**Text shown**.
I wasn’t as lucky for the Salt Lake Olympics because I was in a mental institution for a portion of the Olympics. I had had a manic episode on a vacation in Asia that year and nobody around knew what to do; the obvious solution was to fly me home.
My Dad sprang for a trip home for me. Between the flight and layovers, I didn’t get to sleep for about 28 hours, and got put into the “hospital” the next day after my not-so-glorious return. I was so tired from the flight and disoriented that I had difficulty sitting through the four-hour long admission process.
In all actuality, I probably didn’t really need to be there at all.
As I watch the figure skating now, it’s a different story as I’m not in danger of being admitted at the moment, but the memories are coming back.
The TV room was crowded, and fortunately, there weren’t any arguments about what shows to watch or no noticeable fights over the remote control, but I didn’t feel comfortable- the room was decorated with ugly paintings with gilded frames, the walls were dreary, and like me, all of the patients were so drugged, out of it, psychotic, or depressed that there wasn’t a whole lot of cheering for the athletes going on.

**Source data**.
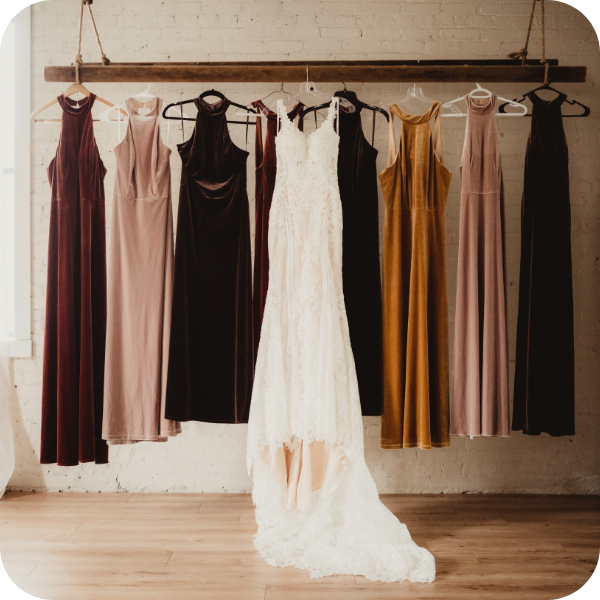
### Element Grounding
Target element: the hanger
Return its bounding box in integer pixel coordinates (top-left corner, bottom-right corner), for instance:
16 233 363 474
300 82 390 146
29 83 128 123
440 83 527 117
163 88 256 125
398 83 435 104
235 82 300 118
498 82 591 118
298 65 356 112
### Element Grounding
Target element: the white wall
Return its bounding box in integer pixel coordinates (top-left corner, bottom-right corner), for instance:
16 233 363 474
9 0 600 494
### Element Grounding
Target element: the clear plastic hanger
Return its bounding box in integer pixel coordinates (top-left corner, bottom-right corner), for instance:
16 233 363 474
131 82 156 116
235 82 300 119
298 65 356 112
440 83 527 117
398 83 435 104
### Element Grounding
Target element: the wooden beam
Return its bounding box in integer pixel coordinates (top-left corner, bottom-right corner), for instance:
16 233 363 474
44 59 587 83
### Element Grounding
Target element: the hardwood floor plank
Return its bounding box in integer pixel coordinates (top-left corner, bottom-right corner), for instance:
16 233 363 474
0 493 600 600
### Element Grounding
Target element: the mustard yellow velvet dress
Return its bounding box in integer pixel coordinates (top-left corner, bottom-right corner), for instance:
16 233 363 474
379 102 452 449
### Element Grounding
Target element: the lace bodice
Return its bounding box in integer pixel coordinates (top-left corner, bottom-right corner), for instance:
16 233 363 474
248 101 435 581
248 101 362 462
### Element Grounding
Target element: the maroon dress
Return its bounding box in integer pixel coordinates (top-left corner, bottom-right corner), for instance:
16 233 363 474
40 94 108 467
252 100 304 360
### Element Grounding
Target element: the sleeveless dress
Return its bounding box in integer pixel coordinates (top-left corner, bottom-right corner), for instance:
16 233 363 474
379 102 452 449
102 98 181 444
40 94 108 467
247 102 435 581
252 100 304 360
337 92 383 416
450 96 510 437
165 98 254 423
512 92 575 436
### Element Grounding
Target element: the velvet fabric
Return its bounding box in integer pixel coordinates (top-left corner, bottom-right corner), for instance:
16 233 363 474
252 100 304 360
450 96 510 437
165 98 254 423
380 102 452 449
512 93 575 436
330 92 383 416
40 94 108 466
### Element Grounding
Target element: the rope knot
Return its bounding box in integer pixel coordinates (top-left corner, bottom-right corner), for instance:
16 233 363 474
508 47 528 65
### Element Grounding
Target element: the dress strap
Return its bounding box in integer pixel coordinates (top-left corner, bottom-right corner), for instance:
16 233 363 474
431 102 444 164
388 104 397 167
328 96 340 135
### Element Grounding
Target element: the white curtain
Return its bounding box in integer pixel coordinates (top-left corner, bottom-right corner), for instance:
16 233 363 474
0 342 15 498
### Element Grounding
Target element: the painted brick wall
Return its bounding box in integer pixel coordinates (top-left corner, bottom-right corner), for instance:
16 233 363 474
9 0 600 494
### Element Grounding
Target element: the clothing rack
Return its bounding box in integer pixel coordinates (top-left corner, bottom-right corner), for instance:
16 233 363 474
44 59 587 83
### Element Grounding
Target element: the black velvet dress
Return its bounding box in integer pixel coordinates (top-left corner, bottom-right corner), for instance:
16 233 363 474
165 98 254 423
512 93 575 436
300 91 383 416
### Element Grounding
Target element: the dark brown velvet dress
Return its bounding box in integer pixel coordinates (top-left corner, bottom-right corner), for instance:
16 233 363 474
165 98 254 423
330 92 383 416
40 94 108 467
512 93 575 436
252 100 304 359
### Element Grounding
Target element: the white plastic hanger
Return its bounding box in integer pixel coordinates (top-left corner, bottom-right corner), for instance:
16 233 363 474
235 82 300 119
440 83 527 117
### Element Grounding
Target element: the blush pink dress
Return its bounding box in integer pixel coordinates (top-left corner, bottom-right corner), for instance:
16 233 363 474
102 98 181 444
450 96 509 437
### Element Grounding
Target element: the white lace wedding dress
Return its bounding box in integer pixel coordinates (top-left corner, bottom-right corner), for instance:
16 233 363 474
247 101 435 582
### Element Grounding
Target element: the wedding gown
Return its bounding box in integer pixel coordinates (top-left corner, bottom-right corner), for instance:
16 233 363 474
247 101 435 582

**Activities**.
(A) From the account of the hospital stay during the Salt Lake Olympics, list every state the TV room patients were in, as the text describes them.
(B) Please answer these questions about the account of the hospital stay during the Salt Lake Olympics, one answer per line:
(i) On which continent did the manic episode happen?
(ii) About how many hours did the writer go without sleep on the way home?
(iii) How long was the admission process?
(C) Continue the account of the hospital stay during the Salt Lake Olympics from its last sentence.

**Answers to each task**.
(A) drugged; out of it; psychotic; depressed

(B)
(i) Asia
(ii) About 28 hours
(iii) Four hours

(C)
The day was so full of activities they wouldn’t let me adjust to the time difference and let me sleep.
I connected to some of the patients more than others.
There was the patient who stared at me enviously all the time because I had a carton full of duty-free cigarettes and he didn’t have any. He wigged me out so badly that I mostly stayed out of the TV room, where he was firmly ensconced.
There was a woman who wrote beautiful poems about how we were all living in her dreams; I knew instantly she was confused as life was really something that I had dreamed, not her.
Another woman was a chronic patient- she couldn’t cope in the real world, but knew the ins and outs of that place and would forever return.
I vowed never to become like that and planned for my release as soon as I could. To that end, I constantly called everyone I knew, trying to earn my freedom. I felt more like I was trapped in a jail than in any kind of helpful place-there weren’t any windows with views, and I definitely didn’t have a private room.
I was lucky enough to get out and stayed with my family for a few days.
I had missed quite a bit of the Olympics and my enjoyment levels were definitely not as high as they should have been when I got out. I had a double culture shock from returning to the US and from being in such a horrendous place, if even for a brief time.